** BEGIN READING PASSAGE **
Sir William Peel  (; 27 February 1875 – 24 February 1945) was a British colonial administrator who served as Governor of Hong Kong.

Early life
Peel was born in Hexham, Northumberland, England. He was the son of Rev. W. E. Peel of Boston Spa in Yorkshire. He attended Silcoates School and later Queens' College, Cambridge.

Early Colonial Services
He became a cadet in the Colonial Service in British Malaya in 1897 and was soon promoted to Acting District Officer of Nibong Tebal in 1898 and Bukit Mertajam in 1899 and Province Wellesley until 1901. His next appointment as Acting Second Colonial Secretary took him to Singapore in 1902 until his return to Penang in 1905 to serve as Acting Second Magistrate and Coroner. After serving as Acting Auditor in 1908 in Penang, he continued his service in various capacities in the Federated Malay States such as Acting Secretary to the Resident of Selangor in 1909 and Acting District Officer Lower Perak in 1910, before returning to Penang as President of the Municipal Commissioners Penang in 1911. He became Acting Resident Councillor of Penang from (26 February – 5 October 1917). Later, he became president of the municipal commissioners of Singapore in 1918. In 1919, he was appointed as joint passage controller of labour for the Federated Malay States and Straits Settlements in 1920; and chairman of European Unemployment Committee in 1921. In 1922, he became British Adviser for the Government of Kedah. He became Acting Resident Councillor of Penang from 10 May to 9 July 1925.  In 1927, he acted as officer administering the government and High Commissioner for the Malay States, having been promoted to be Chief Secretary to Government in 1926.
** END READING PASSAGE **
** BEGIN DATA ENTRIES **
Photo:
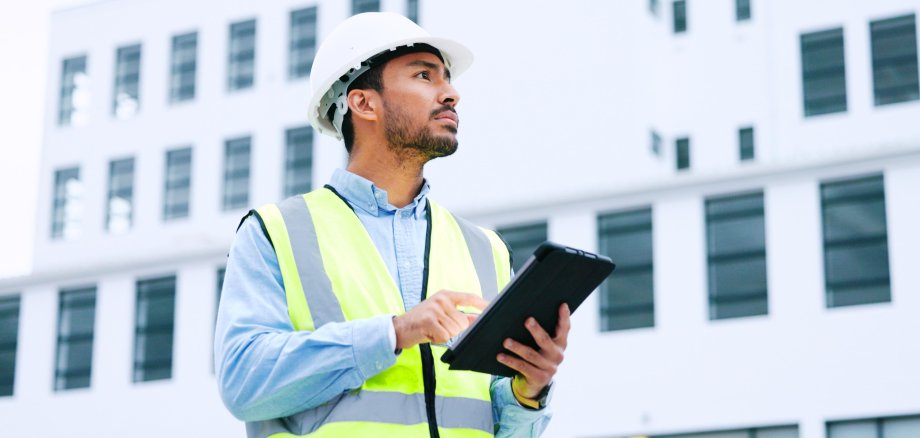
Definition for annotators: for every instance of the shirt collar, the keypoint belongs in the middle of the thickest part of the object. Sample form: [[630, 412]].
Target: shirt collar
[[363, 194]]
** END DATA ENTRIES **
** BEGIN DATA ENTRIES **
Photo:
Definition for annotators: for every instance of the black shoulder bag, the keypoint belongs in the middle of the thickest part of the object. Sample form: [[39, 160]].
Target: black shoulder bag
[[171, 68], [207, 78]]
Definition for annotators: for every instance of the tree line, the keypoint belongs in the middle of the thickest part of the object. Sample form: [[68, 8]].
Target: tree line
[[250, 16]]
** END DATA ENTRIES **
» PROBLEMS TO WORK ON
a) Answer these questions from the text on Sir William Peel:
(i) Which college at Cambridge did Peel attend?
(ii) What post did he hold in Singapore from 1918?
(iii) What role did he take on for the Government of Kedah in 1922?
b) Write the next part of the text on Sir William Peel, continuing on from its last sentence.
The records have no connection to the text on Sir William Peel.

» OUTPUTS FOR THE TASKS
a)
(i) Queens' College
(ii) President of the municipal commissioners of Singapore
(iii) British Adviser

b)
Governor of Hong Kong
On 9 May 1930, Peel was appointed as Governor of Hong Kong. During his tenure, the telephone system in Hong Kong was automated, and the first permanent flight between China and Hong Kong was established. Also, Peel presided over the construction of a Governor's Retreat in Fanling, in the New Territories.

Peel retired in May 1935.

Personal life
Peel married to Violet Mary Drake, daughter of the late W. D. Laing by whom he had two sons.

Places named after him
Peel Rise in Hong Kong is a hiking trail connecting Aberdeen Reservoir Road and Peak Road. and Peel Avenue in Penang were named after him. In addition, the Violet Peel Health Centre was named after his wife. The Peel Block of King George V School is named after him. Jalan Peel (Peel Road) in Kuala Lumpur was named after him too.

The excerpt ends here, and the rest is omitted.